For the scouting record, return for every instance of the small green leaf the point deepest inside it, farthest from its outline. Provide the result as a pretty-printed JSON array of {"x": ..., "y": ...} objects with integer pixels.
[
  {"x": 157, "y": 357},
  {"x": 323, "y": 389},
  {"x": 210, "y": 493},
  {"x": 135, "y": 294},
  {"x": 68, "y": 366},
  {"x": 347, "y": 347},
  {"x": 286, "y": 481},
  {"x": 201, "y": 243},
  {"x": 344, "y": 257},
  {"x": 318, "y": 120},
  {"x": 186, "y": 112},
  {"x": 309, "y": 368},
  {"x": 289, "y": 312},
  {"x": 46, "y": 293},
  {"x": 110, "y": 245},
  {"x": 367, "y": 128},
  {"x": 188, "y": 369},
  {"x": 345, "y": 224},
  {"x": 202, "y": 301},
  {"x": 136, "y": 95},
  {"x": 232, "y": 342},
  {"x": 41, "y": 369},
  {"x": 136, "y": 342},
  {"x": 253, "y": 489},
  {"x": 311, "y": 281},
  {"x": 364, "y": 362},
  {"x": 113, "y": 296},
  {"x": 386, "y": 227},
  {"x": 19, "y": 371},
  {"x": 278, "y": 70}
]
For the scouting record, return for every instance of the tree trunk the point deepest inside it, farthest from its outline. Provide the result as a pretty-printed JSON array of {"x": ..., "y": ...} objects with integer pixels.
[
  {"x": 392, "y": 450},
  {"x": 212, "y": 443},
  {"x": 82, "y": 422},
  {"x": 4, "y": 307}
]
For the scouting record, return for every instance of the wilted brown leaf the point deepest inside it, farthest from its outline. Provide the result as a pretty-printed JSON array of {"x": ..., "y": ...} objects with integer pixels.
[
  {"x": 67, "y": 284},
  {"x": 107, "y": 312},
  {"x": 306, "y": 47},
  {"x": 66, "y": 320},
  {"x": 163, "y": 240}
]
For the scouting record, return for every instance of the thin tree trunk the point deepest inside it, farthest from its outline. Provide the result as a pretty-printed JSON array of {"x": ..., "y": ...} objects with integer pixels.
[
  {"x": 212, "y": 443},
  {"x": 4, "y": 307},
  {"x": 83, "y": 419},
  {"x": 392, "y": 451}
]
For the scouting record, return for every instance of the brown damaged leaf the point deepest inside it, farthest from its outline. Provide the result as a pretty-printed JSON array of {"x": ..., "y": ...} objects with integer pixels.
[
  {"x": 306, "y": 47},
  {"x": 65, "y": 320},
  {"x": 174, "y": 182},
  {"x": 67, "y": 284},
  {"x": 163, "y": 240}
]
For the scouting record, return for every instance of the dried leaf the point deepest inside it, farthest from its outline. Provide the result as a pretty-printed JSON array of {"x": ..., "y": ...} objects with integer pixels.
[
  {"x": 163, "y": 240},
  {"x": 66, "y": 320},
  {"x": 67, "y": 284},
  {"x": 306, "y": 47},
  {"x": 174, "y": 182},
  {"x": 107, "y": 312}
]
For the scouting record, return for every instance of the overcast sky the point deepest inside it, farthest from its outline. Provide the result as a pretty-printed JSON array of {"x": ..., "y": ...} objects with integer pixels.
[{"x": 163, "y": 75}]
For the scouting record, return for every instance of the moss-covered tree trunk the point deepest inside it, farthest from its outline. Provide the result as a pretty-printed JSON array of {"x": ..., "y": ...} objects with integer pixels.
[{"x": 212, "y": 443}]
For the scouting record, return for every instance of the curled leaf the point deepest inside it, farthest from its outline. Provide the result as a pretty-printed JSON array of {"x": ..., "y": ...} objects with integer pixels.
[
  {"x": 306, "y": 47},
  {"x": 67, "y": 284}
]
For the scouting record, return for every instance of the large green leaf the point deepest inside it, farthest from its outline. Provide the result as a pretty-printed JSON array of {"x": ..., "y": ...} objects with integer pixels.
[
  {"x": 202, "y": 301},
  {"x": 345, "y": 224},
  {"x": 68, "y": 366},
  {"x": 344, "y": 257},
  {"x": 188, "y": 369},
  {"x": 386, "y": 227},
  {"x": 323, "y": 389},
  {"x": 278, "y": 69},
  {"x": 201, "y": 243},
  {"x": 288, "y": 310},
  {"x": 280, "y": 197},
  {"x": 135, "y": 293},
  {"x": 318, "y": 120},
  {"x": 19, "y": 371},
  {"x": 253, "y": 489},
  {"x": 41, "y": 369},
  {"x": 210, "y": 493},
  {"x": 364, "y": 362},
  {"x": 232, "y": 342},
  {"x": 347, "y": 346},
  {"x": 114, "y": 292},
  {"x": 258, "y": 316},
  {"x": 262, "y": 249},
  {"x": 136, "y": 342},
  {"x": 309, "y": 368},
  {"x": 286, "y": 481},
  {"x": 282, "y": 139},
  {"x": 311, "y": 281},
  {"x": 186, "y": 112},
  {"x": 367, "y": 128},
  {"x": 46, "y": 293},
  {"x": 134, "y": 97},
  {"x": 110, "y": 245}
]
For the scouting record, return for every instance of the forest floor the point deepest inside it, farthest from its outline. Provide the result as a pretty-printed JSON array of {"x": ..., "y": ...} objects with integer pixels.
◆ ◆ ◆
= WRITTEN REQUEST =
Please format the lines of the records above, from the line containing "of the overcast" through the end of the records, inclusive, as a Markdown table with the columns Row and Line. Put the row number in Row and leave out any blank lines.

= OUTPUT FOR THIS TASK =
| Row | Line |
|---|---|
| 1 | For the scouting record, return for every instance of the overcast sky the point deepest inside it, farthest from its outline. Provide the result as a pretty-printed JSON array of {"x": ..., "y": ...} objects with integer pixels. |
| 2 | [{"x": 163, "y": 75}] |
| 3 | For the scouting record, return for every instance of the moss-covered tree trunk the point deepest inside it, farthest from its outline. Provide the result as a pretty-printed JSON array of {"x": ..., "y": ...} objects with integer pixels. |
| 4 | [{"x": 212, "y": 443}] |
| 5 | For the scouting record, return for every instance of the curled leaf the point deepest inside it, farthest from its outline. Provide the result as a pretty-printed JSON array of {"x": ..., "y": ...} objects with integer pixels. |
| 6 | [ |
| 7 |   {"x": 306, "y": 47}, |
| 8 |   {"x": 67, "y": 284} |
| 9 | ] |
| 10 | For the scouting record, return for every instance of the large green leaf the point deepest inside it, farthest from its outline. Provide the result as a pretty-printed JSON array of {"x": ..., "y": ...} objects with integer pixels. |
| 11 | [ |
| 12 |   {"x": 202, "y": 301}, |
| 13 |   {"x": 345, "y": 224}, |
| 14 |   {"x": 68, "y": 366}, |
| 15 |   {"x": 344, "y": 257}, |
| 16 |   {"x": 188, "y": 369}, |
| 17 |   {"x": 386, "y": 227}, |
| 18 |   {"x": 323, "y": 389}, |
| 19 |   {"x": 278, "y": 69}, |
| 20 |   {"x": 201, "y": 243}, |
| 21 |   {"x": 288, "y": 310}, |
| 22 |   {"x": 280, "y": 197}, |
| 23 |   {"x": 135, "y": 293}, |
| 24 |   {"x": 318, "y": 120}, |
| 25 |   {"x": 19, "y": 371}, |
| 26 |   {"x": 253, "y": 489}, |
| 27 |   {"x": 41, "y": 369}, |
| 28 |   {"x": 210, "y": 493}, |
| 29 |   {"x": 364, "y": 362}, |
| 30 |   {"x": 232, "y": 342}, |
| 31 |   {"x": 347, "y": 346}, |
| 32 |   {"x": 114, "y": 292}, |
| 33 |   {"x": 258, "y": 316}, |
| 34 |   {"x": 262, "y": 249}, |
| 35 |   {"x": 136, "y": 342}, |
| 36 |   {"x": 309, "y": 368}, |
| 37 |   {"x": 286, "y": 481}, |
| 38 |   {"x": 282, "y": 139}, |
| 39 |   {"x": 311, "y": 281}, |
| 40 |   {"x": 186, "y": 112}, |
| 41 |   {"x": 367, "y": 128}, |
| 42 |   {"x": 46, "y": 293}, |
| 43 |   {"x": 134, "y": 97}, |
| 44 |   {"x": 110, "y": 245} |
| 45 | ] |
| 46 | For the scouting record, return for every instance of the forest floor the point deepest inside it, farthest from its outline. Provide the result as a pretty-printed JSON array of {"x": ..., "y": ...} objects with integer pixels. |